Point annotations for photos:
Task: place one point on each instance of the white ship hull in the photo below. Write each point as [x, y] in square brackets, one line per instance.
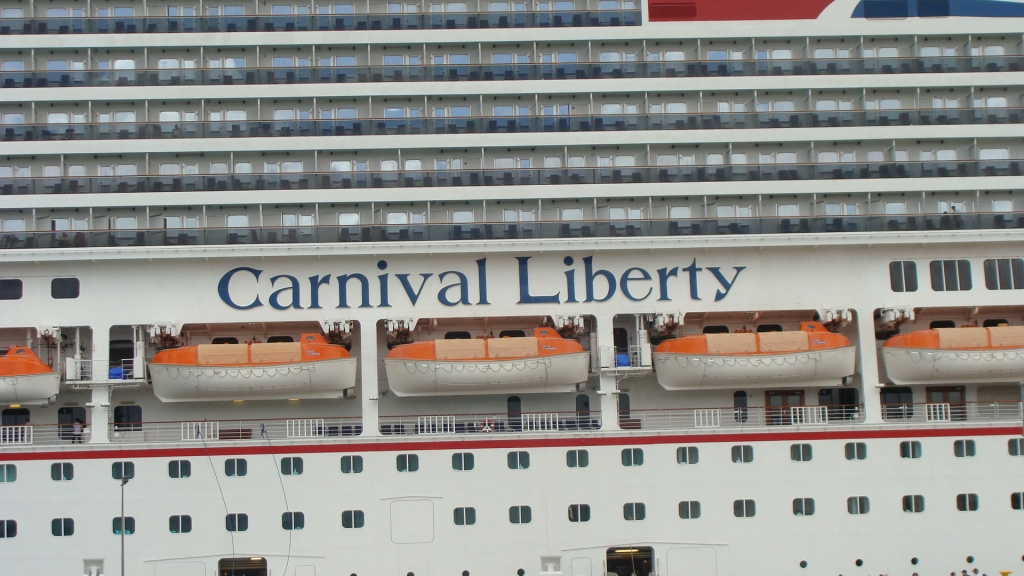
[817, 368]
[308, 379]
[543, 374]
[913, 366]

▸ Objective
Copy out every line of the records above, requests included, but shift each answer point by adding 67 to both of its coordinates. Omit the pictures.

▸ Worked answer
Task: place one point on each instance of the white ship hull in the photo below. Write each point as [x, y] in square brackets, one line per instance.
[884, 435]
[375, 446]
[610, 441]
[980, 433]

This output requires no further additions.